● **Working data**
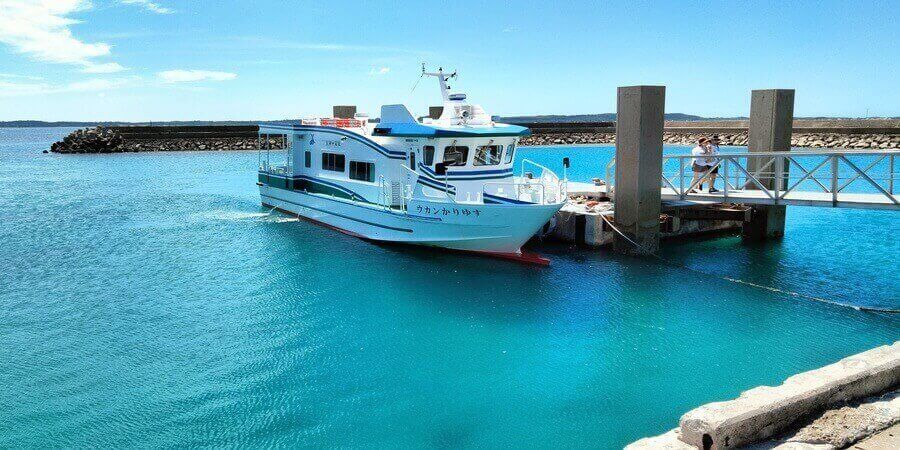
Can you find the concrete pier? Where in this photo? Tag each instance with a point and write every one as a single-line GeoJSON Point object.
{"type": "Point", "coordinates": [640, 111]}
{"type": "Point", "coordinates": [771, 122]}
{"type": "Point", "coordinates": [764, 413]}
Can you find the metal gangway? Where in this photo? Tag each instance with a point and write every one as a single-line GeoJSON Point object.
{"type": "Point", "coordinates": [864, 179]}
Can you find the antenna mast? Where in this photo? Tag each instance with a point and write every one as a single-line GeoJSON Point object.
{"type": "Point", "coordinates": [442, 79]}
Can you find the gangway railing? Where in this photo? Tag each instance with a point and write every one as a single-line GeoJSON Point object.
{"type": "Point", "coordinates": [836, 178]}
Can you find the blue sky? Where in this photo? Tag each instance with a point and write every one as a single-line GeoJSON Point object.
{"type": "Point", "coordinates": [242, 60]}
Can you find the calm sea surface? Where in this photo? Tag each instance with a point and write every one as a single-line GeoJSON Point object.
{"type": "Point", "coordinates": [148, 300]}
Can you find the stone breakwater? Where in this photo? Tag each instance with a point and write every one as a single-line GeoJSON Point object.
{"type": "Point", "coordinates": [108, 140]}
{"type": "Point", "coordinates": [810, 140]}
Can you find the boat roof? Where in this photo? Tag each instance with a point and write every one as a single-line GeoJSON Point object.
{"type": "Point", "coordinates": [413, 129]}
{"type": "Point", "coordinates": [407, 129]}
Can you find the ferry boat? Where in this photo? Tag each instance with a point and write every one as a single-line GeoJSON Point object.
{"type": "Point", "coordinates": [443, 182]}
--
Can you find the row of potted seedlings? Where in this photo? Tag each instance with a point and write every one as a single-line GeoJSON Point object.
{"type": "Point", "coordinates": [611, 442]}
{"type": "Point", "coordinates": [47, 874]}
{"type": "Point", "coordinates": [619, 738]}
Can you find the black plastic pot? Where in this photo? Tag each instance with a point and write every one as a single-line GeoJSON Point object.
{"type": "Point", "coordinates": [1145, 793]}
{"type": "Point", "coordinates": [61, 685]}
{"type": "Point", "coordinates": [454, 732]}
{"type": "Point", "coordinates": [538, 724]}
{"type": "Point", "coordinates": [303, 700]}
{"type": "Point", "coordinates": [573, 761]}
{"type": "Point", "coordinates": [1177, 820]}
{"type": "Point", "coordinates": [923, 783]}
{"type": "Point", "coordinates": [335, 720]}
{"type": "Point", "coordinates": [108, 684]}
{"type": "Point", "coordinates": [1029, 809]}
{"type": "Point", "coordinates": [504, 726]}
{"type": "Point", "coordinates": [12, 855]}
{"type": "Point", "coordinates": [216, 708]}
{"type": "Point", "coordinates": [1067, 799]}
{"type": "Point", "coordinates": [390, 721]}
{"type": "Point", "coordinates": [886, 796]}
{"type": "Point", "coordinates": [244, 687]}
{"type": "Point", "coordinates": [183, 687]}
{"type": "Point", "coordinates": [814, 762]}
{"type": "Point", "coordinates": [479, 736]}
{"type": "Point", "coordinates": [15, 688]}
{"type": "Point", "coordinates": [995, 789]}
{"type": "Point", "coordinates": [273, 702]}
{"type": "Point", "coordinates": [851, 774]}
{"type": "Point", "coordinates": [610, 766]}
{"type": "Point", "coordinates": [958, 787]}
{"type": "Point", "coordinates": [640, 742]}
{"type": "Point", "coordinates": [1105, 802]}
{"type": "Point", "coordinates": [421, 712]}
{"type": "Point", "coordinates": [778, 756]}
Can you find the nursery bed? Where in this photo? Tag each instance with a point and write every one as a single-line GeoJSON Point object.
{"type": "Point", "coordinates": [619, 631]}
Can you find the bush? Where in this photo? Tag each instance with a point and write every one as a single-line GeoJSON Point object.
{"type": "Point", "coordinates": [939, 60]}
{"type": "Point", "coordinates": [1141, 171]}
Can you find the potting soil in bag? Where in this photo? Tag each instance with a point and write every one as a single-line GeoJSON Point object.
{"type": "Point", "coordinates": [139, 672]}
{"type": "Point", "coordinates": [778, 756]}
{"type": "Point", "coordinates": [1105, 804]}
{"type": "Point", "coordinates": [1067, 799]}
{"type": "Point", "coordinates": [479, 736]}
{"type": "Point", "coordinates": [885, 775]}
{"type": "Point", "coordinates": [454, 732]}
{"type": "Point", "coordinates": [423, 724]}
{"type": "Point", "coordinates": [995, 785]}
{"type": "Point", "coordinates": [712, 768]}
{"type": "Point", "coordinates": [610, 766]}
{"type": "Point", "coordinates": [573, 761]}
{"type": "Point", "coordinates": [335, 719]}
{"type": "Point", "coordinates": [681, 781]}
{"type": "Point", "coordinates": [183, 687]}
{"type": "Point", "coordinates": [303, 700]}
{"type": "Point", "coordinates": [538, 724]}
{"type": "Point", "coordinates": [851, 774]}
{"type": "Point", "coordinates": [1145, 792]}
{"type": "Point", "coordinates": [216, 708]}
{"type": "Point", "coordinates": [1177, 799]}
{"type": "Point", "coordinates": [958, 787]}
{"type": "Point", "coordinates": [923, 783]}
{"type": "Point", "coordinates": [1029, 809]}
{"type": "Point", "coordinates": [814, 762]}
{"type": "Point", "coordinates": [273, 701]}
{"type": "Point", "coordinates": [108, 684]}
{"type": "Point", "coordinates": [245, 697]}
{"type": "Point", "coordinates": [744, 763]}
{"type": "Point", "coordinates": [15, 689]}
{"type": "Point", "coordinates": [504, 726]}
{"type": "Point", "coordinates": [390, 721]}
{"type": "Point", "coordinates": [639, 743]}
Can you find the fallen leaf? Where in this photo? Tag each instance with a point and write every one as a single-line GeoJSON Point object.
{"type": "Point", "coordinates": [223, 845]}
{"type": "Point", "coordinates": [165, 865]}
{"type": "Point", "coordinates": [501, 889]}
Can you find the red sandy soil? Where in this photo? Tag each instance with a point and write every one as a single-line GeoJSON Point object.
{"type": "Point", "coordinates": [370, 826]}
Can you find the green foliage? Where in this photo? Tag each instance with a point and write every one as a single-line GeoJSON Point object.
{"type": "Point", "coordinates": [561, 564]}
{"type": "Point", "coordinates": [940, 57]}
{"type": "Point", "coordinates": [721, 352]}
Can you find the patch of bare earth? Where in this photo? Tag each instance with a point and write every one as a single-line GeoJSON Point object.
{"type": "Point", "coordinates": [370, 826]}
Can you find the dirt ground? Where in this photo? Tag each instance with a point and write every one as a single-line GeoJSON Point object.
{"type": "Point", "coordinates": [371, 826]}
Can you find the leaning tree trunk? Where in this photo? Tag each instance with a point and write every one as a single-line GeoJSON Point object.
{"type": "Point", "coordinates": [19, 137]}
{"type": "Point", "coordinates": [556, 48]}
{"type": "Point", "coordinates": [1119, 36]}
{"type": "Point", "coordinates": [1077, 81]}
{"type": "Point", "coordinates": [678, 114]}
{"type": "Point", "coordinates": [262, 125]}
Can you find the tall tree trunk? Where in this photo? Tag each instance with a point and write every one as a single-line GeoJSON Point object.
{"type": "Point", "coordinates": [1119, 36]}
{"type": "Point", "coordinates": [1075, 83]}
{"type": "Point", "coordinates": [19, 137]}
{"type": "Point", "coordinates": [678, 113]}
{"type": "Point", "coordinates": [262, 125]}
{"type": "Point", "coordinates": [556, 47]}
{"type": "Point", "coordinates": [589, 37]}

● **Do this**
How many lines of the records contain the word "soil"? Give only the number.

● **Full answer**
2